— Work to complete —
Transcribe all the entries word for word, skipping the pictures.

— Records for this task —
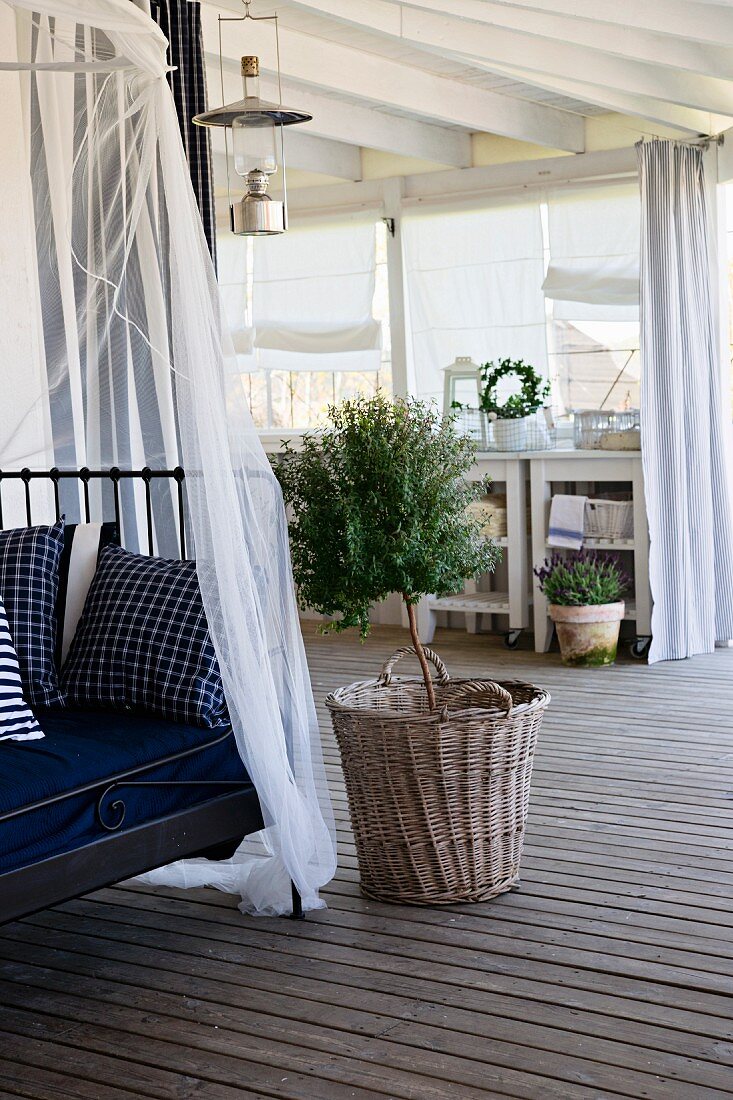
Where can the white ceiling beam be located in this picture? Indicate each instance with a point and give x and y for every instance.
(305, 152)
(381, 80)
(635, 43)
(653, 110)
(490, 45)
(356, 125)
(685, 19)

— Expected answer —
Where can the white ceiling beam be located in this picture? Indicate each instance with a point and give x and y for every instance.
(305, 152)
(381, 80)
(635, 43)
(653, 110)
(490, 45)
(356, 125)
(685, 19)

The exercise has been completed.